> _Data to process_
##########
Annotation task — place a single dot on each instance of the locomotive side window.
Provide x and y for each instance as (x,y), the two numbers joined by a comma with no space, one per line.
##########
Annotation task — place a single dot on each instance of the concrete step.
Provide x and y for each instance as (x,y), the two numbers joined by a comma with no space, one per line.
##########
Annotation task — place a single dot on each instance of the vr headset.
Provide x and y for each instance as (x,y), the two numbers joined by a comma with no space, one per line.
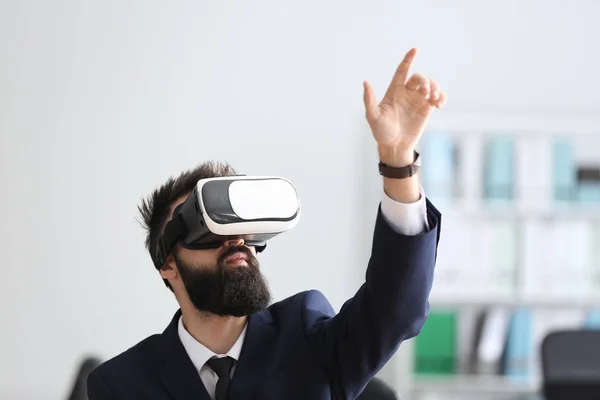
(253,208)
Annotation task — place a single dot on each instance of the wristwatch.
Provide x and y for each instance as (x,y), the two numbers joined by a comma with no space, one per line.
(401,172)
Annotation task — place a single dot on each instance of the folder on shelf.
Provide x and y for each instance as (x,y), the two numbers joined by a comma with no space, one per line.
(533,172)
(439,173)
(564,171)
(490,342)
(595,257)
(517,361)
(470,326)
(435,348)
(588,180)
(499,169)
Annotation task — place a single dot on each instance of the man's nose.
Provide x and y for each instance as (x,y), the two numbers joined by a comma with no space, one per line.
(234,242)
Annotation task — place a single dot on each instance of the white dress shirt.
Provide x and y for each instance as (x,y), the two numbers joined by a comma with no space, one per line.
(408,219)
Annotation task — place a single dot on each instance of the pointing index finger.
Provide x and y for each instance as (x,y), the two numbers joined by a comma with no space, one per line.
##########
> _Exercise brief_
From the data above, show each line that contains "Annotation".

> _Problem solution_
Annotation task — place a single dot on each instance of the locomotive side window.
Annotation task — place a single dot on each instance of the concrete step.
Annotation task — place a single dot on each instance of the vr headset.
Annotation task — place a single dot on each instance of the wristwatch.
Annotation task — place a single dot on each instance of the folder on shelf.
Annotation task — place a single dot on each instance of the man's nose.
Annotation task — place a single dot on each instance of the white dress shirt.
Annotation task — place a single dot on each instance of the pointing index finger.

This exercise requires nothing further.